• _TO DO_:
1) In the comment letter on the Board's overdraft rule, which parties did the Board say must work together to resolve the problems with these overdraft transactions?
2) Extend the comment letter on the Board's overdraft rule past its final sentence.

• _TEXT PASSAGE_:
In the final rule, the Board indicated that the financial services industry must work together to resolve the problems associated with these types of overdraft transactions, which would include financial institutions, service providers, card payment networks, and merchants. CUNA has started the process of exploring ways in which these problems may be resolved. However, as noted above, it has become apparent that the interests of the parties involved are not aligned, which means these problems may not be resolved or resolved as quickly as the Board has envisioned.

For the reasons outlined above, we believe it is critical that the Board participate in any industry effort that attempts to resolve these problems. This would include organizing meetings with all the concerned parties, as well as be willing to consider future changes to this rule if these efforts are unsuccessful. CUNA would be pleased to assist the Board in these efforts.

Our other primary concern with these rules is the lack clarity with a number of provisions in this final rule. Although the proposal would provide certain clarifications on a number of issues, there are many more issues that are not addressed that also need clarification. Here is just a very small sample of other issues credit unions have raised:

We certainly appreciate the time that Board staff has expended in responding to CUNA and credit unions on a number of issues in this area, including participating in a CUNA audio conference call and speaking at our recent Government Affairs Conference. However, we encourage the Board to provide more information that will help credit unions and others comply with these new requirements that will address not only the above issues but also the numerous other questions that credit unions have raised with both CUNA and the Board.

• _COLLECTED DATA_:

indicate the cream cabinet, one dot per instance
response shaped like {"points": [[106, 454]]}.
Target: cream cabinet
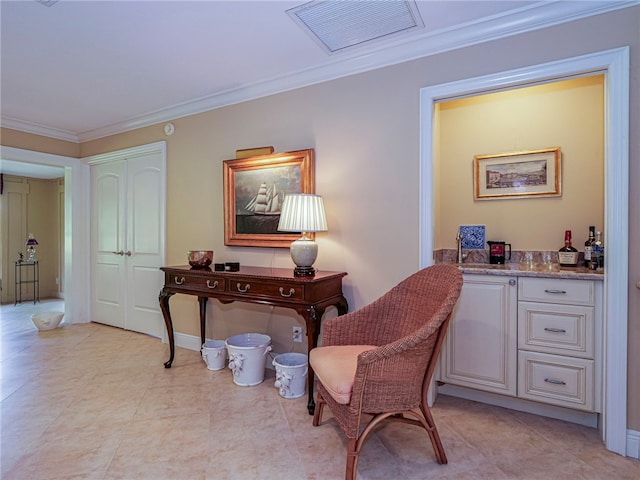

• _THE ANSWERS_:
1) Financial institutions, service providers, card payment networks, and merchants.

2)
The most efficient means to achieve this result, and to reduce the number of individual inquiries, is for the Board to compile a list of FAQs. The Department of Housing and Urban Development compiled such a list for the recent changes to the Real Estate Settlement and Procedures Act rules, which credit unions have found to be very useful in their efforts to comply with these complicated rules. We also believe the creation of a list of FAQs should be adopted by the Board for all the significant, complex rules the Board has issued in recent years, such as those that amend Regulation Z, the Truth in Lending Act.

As a result of the numerous questions CUNA has received in response to the final Regulation E rule, we have also adopted the approach of developing FAQs as a means to address these questions in the most expeditious manner. Please review these FAQs, which further indicate the extent of the questions we have received from credit unions.

Proposed Regulation DD Clarifications

In 2009, both the Fed and NCUA amended Regulation DD to require all financial institutions to disclose on the periodic statement the fees charged for overdraft services and the fees charged for returning items unpaid, both for the statement period and for the year-to-date. The rule also provides a model form that may be used to comply with these disclosure requirements.

The proposal would clarify that the term “Total Overdraft Fees” must be used on the period statement when describing the total amount of fees imposed for paying overdrafts, and the model form reflects this terminology. However, we believe credit unions and others should have the flexibility to use the term “Total Overdraft Fees for Paid Items” instead of “Total Overdraft Fees.” This alternative terminology will further enhance the distinction between fees that are assessed for paid items, such as the per-item charge for overdraft transactions, and items that are returned unpaid, which are also required to be disclosed under these rules.

Again, we realize the Board’s TISA rules do not directly apply to credit unions. However, NCUA will likely allow similar flexibility for the TISA rules that apply to credit unions after the Board makes this change.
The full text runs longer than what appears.